En media página de este diario fue publicado el 10 de marzo de 1990 el Acuerdo de Paz entre el Gobierno de Virgilio Barco y la guerrilla Movimiento 19 de abril, conocida comúnmente como el M-19. Sí, leyó bien: en media página quedó la historia.
“En realidad fue un acuerdo muy sencillo, muy escueto, porque sabíamos que las grandes transformaciones llegarían después”, anota el exmilitante de esa guerrilla, Luis Guillermo Pardo, quien ha sido en estas tres décadas consejero de paz, asesor político, y presidente de C3, una ONG dedicada al estudio del conflicto urbano en Medellín.
Las cosas eran más sencillas que ahora, recuerda el senador Antonio Navarro, quien rubricó el acuerdo por el “eme”: “Lo importante entonces era el desarme, el indulto y la participación política y todo podía darse en un solo día”.
Eran tiempos en los que no existía el Estatuto de Roma que obliga a impartir justicia, ni se habían reivindicado los derechos de las víctimas a la verdad, la reparación y a las garantías de no repetición.
Entonces, después de un año de negociaciones y una tregua que duró el mismo tiempo, ambas partes, apoyadas por representantes de los partidos políticos Conservador y Liberal, acordaron crear comisiones para revisar temas profundos, con miras a una Asamblea Nacional Constituyente.
En ella debían tratarse estos asuntos: la administración de justicia, el narcotráfico, la reforma electoral, las inversiones públicas en zonas de conflicto y, por supuesto, la paz, el orden público y la normalización de la vida ciudadana.
Una vez acordados esos puntos, tras una previa concentración de los guerrilleros, el 8 de marzo de 1990 uno a uno fueron dejando sus armas en El Vergel (Huila), Santo Domingo y Caloto (Cauca).
Cuando estuvieron todas las armas sobre la mesa tendida con la bandera de Colombia, Carlos Pizarro, el máximo comandante de esa insurgencia, sacó su pistola del cinto y la puso encima. “Hemos realizado el acto de dejación total de las armas. Hemos cumplido”, dijo. El pacto estaba hecho, ya no había marcha atrás.

● Material de origen:

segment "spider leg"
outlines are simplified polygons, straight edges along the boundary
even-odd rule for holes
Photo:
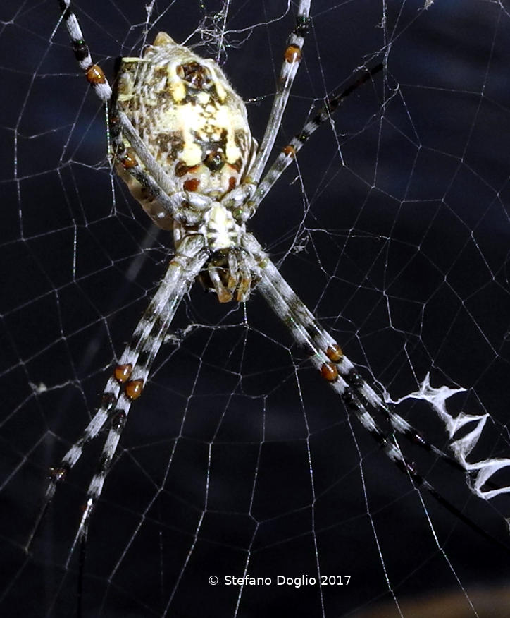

● Qué hacer:
**a.** Según el texto sobre el acuerdo de paz con el M-19, ¿en qué fecha se publicó ese acuerdo en el diario?
**b.** Di si cada afirmación concuerda con el texto sobre el acuerdo de paz con el M-19 y cita las palabras del texto que lo deciden: (i) El acuerdo se publicó en una página completa del diario. (ii) Antonio Navarro firmó el acuerdo en nombre del M-19. (iii) La tregua duró dos años.
**c.** Prosigue el texto sobre el acuerdo de paz con el M-19 a partir de su última oración.

● Respuestas:
**a.** El 10 de marzo de 1990.

**b.**
(i) No: «En media página de este diario fue publicado el 10 de marzo de 1990 el Acuerdo de Paz».
(ii) Sí: «el senador Antonio Navarro, quien rubricó el acuerdo por el “eme”».
(iii) No: «después de un año de negociaciones y una tregua que duró el mismo tiempo».

**c.**
“Aquí hay hombres que durante muchísimos años han empuñado las armas del M-19, y que hoy las dejan por la paz de Colombia, la dignidad y la democracia de este país, por abrirle a Colombia un horizonte y porque tengamos una patria más cercana para todos”, recalcó Pizarro.
Al día siguiente, en el Palacio de Nariño, ambas partes firmaron el primer Acuerdo de Paz en Colombia y abrieron las puertas para que otras insurgencias cruzaran por esa misma senda.
“Hoy podemos abrigar ilusiones ciertas respecto a que la sensatez y la generosidad se impondrán a la intransigencia y radicalismo. De que en un futuro cercano las ideas políticas no serán causa de muerte entre los colombianos”, decía el documento rubricado.
Una lección para el país
“Con esta experiencia aprendimos que sí se puede hacer un proceso de paz negociado, que es el camino, que el cambio que la sociedad colombiana necesita se debe lograr ganando las elecciones y no con un alzamiento armado que no tiene futuro y no genera ningún beneficio al país”, dice ahora Navarro.
Y es que después de firmar ese acuerdo, rápidamente el Gobierno llegó a pactos con el Quintín Lame, el Ejército Popular de Liberación y el Partido Revolucionario de los Trabajadores, quienes lograron asientos en la Asamblea Nacional Constituyente que construyó la Carta Magna, vigente aún 29 años después. “Fue el mejor regalo que le pudimos haber dejado al país”, dice Luis Guillermo Pardo.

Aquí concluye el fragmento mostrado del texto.